<<<<

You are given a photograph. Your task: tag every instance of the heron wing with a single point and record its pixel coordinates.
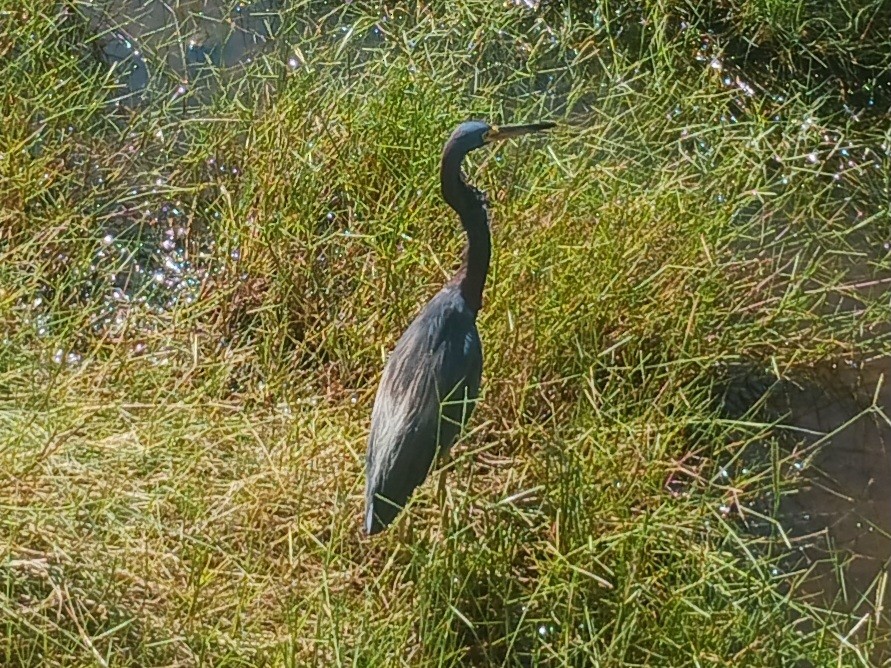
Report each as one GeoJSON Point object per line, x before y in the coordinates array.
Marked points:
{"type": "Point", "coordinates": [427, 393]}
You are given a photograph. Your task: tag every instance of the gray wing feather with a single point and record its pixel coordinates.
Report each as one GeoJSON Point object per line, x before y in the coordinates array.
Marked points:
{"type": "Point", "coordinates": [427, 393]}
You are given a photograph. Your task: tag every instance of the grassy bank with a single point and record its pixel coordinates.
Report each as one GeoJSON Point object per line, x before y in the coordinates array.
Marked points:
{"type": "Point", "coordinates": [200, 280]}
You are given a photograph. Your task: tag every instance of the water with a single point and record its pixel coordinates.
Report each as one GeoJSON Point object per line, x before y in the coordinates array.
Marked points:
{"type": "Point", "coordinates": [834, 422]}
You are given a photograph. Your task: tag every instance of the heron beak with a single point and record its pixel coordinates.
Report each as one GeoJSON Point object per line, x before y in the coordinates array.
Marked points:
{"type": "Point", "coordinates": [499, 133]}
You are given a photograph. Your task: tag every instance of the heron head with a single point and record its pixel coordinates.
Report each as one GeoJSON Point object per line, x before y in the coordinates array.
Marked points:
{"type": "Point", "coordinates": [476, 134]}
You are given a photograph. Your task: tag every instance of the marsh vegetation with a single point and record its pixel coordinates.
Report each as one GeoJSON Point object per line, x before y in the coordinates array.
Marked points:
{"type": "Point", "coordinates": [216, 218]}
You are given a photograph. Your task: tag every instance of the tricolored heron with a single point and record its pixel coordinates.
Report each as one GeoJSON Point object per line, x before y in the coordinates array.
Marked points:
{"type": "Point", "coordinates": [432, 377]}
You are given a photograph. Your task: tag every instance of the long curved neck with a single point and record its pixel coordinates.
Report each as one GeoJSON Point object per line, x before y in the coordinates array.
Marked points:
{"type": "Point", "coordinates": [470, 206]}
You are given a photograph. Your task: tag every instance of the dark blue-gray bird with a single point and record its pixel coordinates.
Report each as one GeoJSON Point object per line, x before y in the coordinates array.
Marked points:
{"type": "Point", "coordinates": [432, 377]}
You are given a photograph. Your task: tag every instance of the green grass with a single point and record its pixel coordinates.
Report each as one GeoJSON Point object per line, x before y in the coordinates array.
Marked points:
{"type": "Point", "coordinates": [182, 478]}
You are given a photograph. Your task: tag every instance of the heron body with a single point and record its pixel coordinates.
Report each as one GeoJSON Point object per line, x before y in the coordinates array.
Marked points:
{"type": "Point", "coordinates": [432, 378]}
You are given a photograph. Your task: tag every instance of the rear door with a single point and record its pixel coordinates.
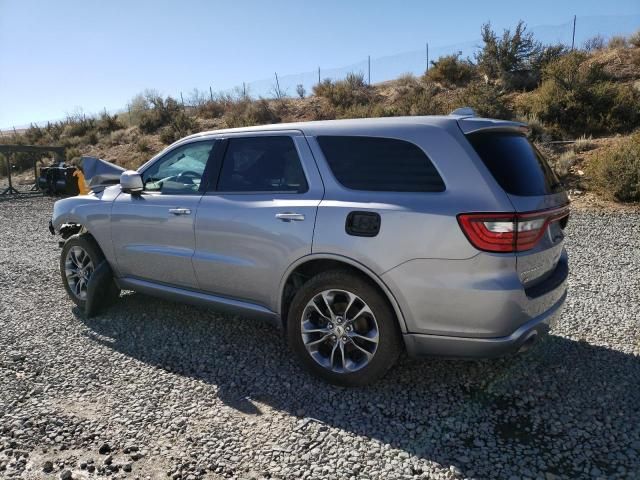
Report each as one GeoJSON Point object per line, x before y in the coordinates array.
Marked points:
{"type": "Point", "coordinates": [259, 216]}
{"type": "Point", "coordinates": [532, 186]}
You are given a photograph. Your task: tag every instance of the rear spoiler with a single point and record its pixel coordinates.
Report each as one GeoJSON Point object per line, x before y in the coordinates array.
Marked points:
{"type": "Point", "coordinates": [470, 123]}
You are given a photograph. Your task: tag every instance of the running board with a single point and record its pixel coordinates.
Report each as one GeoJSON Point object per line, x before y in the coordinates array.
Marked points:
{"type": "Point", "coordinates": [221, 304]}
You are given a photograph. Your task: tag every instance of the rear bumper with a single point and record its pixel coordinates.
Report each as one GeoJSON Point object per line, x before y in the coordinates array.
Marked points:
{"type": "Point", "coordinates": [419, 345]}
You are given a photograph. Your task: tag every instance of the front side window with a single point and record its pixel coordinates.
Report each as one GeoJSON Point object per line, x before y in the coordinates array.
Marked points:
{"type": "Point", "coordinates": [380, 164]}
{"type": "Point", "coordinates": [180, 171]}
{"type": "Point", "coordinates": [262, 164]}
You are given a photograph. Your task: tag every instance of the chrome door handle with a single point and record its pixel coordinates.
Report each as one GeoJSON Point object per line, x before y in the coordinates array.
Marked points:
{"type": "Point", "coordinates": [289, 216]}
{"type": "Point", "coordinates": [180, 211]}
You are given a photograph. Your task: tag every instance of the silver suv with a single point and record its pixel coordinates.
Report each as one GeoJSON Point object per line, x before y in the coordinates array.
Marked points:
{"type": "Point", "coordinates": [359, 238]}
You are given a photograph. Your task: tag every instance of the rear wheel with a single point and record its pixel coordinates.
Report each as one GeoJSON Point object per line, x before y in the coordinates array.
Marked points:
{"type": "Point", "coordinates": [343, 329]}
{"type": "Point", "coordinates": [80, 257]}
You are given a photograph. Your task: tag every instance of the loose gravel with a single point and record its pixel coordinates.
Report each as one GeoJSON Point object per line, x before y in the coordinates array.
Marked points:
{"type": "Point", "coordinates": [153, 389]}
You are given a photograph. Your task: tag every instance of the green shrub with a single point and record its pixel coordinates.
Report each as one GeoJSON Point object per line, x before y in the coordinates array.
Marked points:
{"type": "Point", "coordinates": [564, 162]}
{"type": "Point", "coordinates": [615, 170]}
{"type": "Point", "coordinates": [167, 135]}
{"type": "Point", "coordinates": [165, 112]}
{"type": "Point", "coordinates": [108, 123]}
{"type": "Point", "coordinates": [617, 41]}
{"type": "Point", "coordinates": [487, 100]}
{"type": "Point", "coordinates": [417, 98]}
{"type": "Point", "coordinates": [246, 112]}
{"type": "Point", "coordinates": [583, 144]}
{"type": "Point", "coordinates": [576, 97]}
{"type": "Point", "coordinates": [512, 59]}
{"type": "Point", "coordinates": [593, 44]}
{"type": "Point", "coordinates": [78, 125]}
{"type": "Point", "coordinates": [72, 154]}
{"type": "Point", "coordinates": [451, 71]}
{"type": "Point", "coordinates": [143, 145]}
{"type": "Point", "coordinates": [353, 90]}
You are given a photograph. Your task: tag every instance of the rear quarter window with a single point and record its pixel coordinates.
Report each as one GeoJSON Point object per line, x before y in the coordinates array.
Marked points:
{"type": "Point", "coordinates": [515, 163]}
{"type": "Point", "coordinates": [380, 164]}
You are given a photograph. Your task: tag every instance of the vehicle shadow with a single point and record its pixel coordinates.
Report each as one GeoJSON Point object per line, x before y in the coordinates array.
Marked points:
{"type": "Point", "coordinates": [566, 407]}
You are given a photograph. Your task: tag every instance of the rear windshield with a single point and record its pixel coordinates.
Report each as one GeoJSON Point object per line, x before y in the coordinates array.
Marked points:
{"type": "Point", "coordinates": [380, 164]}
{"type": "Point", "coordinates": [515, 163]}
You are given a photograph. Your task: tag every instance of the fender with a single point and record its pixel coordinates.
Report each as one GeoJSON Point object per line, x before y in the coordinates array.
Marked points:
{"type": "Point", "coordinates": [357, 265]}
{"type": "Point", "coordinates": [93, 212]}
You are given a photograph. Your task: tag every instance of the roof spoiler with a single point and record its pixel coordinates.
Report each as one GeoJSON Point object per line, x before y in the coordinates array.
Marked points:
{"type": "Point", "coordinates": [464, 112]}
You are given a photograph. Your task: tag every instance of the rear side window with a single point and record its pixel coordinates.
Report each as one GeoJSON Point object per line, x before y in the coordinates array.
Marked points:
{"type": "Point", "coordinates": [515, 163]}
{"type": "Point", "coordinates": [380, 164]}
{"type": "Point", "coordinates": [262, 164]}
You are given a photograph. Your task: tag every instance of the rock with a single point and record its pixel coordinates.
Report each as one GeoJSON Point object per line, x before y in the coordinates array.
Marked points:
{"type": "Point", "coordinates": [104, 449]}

>>>>

◆ **Directions for this task**: Working from the lines above, reproduce the material exactly and exclude its pictures.

◆ **Task answer**:
You are given a photograph. Your task: tag every instance of the heron wing with a single point and record its pixel coordinates.
Report each as one GeoJSON Point object per line, x before y in the coordinates array.
Marked points:
{"type": "Point", "coordinates": [427, 393]}
You are given a photograph. Your task: tag every instance of the gray wing feather with a single point and record its pixel coordinates.
Report each as one GeoJSON Point object per line, x before y in the coordinates array.
Marked points:
{"type": "Point", "coordinates": [427, 393]}
You are given a photograph. Your task: tag every instance of the grassy bank with a single point and record its pixel coordinates.
Report each as one GeoJSON Point object per line, x before y in the coordinates array.
Marked points:
{"type": "Point", "coordinates": [200, 280]}
You are given a photograph. Your task: tag every instance of the water with a single point and record its pixel coordinates.
Report each as one GeoJSON Point object per line, x before y in the coordinates array.
Marked points:
{"type": "Point", "coordinates": [834, 422]}
You are given a photograph. Your task: tag every instance of the heron beak with a single point and record its pixel coordinates.
Report each as one GeoJSON Point object per line, x before y in the coordinates array.
Marked points:
{"type": "Point", "coordinates": [499, 133]}
You are given a photograph. Your task: tag every instance of the heron head with a single point and record its pixel coordinates.
Report each as one GeoJSON Point object per line, x before y in the coordinates array.
Marked points:
{"type": "Point", "coordinates": [476, 134]}
You are given a photograph. Your task: tag every instance of the marsh vegetation with a single point and record its pixel coordinates.
Report each as one GeoJSON Point object per line, x before y in the coordinates array.
Marked points:
{"type": "Point", "coordinates": [216, 218]}
You are given a photograph. Your task: tag every instance of the tricolored heron with a single point and record its pixel coordinates.
Report each as one GeoJSON Point object per line, x before y in the coordinates array.
Marked points:
{"type": "Point", "coordinates": [432, 377]}
You are given a photograph. Your task: tag every instance of the long curved neck with a single point and record its pixel coordinates.
Report each as one GeoJSON Point object per line, x before y in the coordinates array.
Marked points:
{"type": "Point", "coordinates": [470, 206]}
You are given a photograph. Your task: tag every instance of the dark blue-gray bird with a single point and record its pixel coordinates.
Report each as one GeoJSON Point object per line, x before y in the coordinates array.
Marked points:
{"type": "Point", "coordinates": [432, 377]}
You are given a photograph. Your task: tag every instance of the green grass with a single point and record its pixel coordinates.
Report each as one GeoJSON Point object per line, x before y in the coordinates array.
Marked points:
{"type": "Point", "coordinates": [182, 478]}
You are given a photograph. Your task: tag every instance of the heron body with a single point and record its pixel coordinates.
Report each as one GeoJSON Point object per line, x before y in the coordinates array.
Marked points:
{"type": "Point", "coordinates": [432, 378]}
You are given a photograph. Your task: tag every instance of the rear door with a single point and record its pixel coordinates.
Report each as one GeoJSON Point object per line, x before y in the coordinates array.
Marked points:
{"type": "Point", "coordinates": [259, 216]}
{"type": "Point", "coordinates": [532, 186]}
You are given a photograph. Your task: tag every instance of the rear spoiler with a single point and record its pixel coordinates.
Report each as one GeoJSON Point object per line, x before y in the coordinates array.
Marked points:
{"type": "Point", "coordinates": [470, 123]}
You are given a photograph. Your task: tag every instance of the running board with a single point and record its pixel coordinates.
Report each as one GeoJSON Point object per line, x before y in the coordinates array.
Marked points:
{"type": "Point", "coordinates": [221, 304]}
You are given a photograph. Your task: tag every instance of the rear bumper with a single point and record its pixel coordinates.
Report each as one GeoJSON Point object per line, x before y in the coordinates array.
Marked points:
{"type": "Point", "coordinates": [419, 345]}
You are given a photograph. Your task: tag every instance of the front side window with a single point and record its pixel coordinates.
Report each as one GeoJSON Point object per line, x before y in the coordinates array.
Marked points:
{"type": "Point", "coordinates": [380, 164]}
{"type": "Point", "coordinates": [180, 171]}
{"type": "Point", "coordinates": [262, 164]}
You are given a photograph. Your task: tag every instance of the chrome door handle with a single point and record its pixel coordinates.
Report each as one GeoJSON Point object per line, x before y in the coordinates array.
Marked points:
{"type": "Point", "coordinates": [289, 216]}
{"type": "Point", "coordinates": [180, 211]}
You are given a photograph. Your task: tag every instance of the silver suv with a single point and record its pixel coordinates.
Report each as one GeoJSON Point object per line, x before y in the coordinates array.
Marked points:
{"type": "Point", "coordinates": [359, 238]}
You are given a photograph. Your task: tag every instance of the rear wheel with a single point and record its pixel coordinates.
Report each as one GeoJSON Point object per line, x before y in the coordinates array.
Marked points:
{"type": "Point", "coordinates": [343, 329]}
{"type": "Point", "coordinates": [80, 257]}
You are given a photograph. Your task: tag every instance of the loose gravel with a single point and record its pixel coordinates.
Report each as one GeoJSON Point object per line, x before y in the coordinates array.
Marked points:
{"type": "Point", "coordinates": [153, 389]}
You are given a photograph. Your task: tag every instance of the green shrub with a single point and record its pixel coordinates.
Report each as one GeoJSON Point object per line, x before y in the coordinates array.
Marked points:
{"type": "Point", "coordinates": [564, 162]}
{"type": "Point", "coordinates": [615, 170]}
{"type": "Point", "coordinates": [167, 135]}
{"type": "Point", "coordinates": [165, 112]}
{"type": "Point", "coordinates": [108, 123]}
{"type": "Point", "coordinates": [617, 41]}
{"type": "Point", "coordinates": [487, 100]}
{"type": "Point", "coordinates": [417, 98]}
{"type": "Point", "coordinates": [246, 112]}
{"type": "Point", "coordinates": [583, 144]}
{"type": "Point", "coordinates": [576, 97]}
{"type": "Point", "coordinates": [512, 59]}
{"type": "Point", "coordinates": [593, 44]}
{"type": "Point", "coordinates": [78, 125]}
{"type": "Point", "coordinates": [72, 154]}
{"type": "Point", "coordinates": [451, 71]}
{"type": "Point", "coordinates": [143, 145]}
{"type": "Point", "coordinates": [353, 90]}
You are given a photograph. Your task: tag every instance of the rear quarter window with a single point and record its pixel coordinates.
Report each as one GeoJSON Point object per line, x before y in the coordinates array.
Marked points:
{"type": "Point", "coordinates": [515, 163]}
{"type": "Point", "coordinates": [380, 164]}
You are given a photograph. Your task: tag every instance of the vehicle shadow with a single point and record its pixel coordinates.
Report each as one GeoJSON Point object per line, x before y in the coordinates array.
Marked points:
{"type": "Point", "coordinates": [566, 407]}
You are given a photograph. Your task: tag every instance of the rear windshield with a single point and record its pixel coordinates.
Report each as one GeoJSON Point object per line, x before y in the coordinates array.
Marked points:
{"type": "Point", "coordinates": [380, 164]}
{"type": "Point", "coordinates": [515, 163]}
You are given a photograph. Your task: tag every instance of the fender with a single point and record its pixel coordinates.
Report each as one GeoJSON Point object per line, x before y in the coordinates array.
Marked points:
{"type": "Point", "coordinates": [357, 265]}
{"type": "Point", "coordinates": [93, 212]}
You are given a photograph. Your task: tag every instance of the roof spoiler with a single point and record its pixel coordinates.
Report each as one GeoJSON Point object per line, x before y in the coordinates array.
Marked points:
{"type": "Point", "coordinates": [464, 112]}
You are given a photograph. Your task: tag every instance of the rear side window with a single point and record its pixel coordinates.
Report each as one GeoJSON Point object per line, x before y in the coordinates array.
Marked points:
{"type": "Point", "coordinates": [515, 163]}
{"type": "Point", "coordinates": [380, 164]}
{"type": "Point", "coordinates": [262, 164]}
You are given a photograph. Your task: tag every instance of the rock with a single point and record its pixel coordinates.
Report each as one GeoJSON Point object per line, x before y in the coordinates array.
Marked points:
{"type": "Point", "coordinates": [104, 449]}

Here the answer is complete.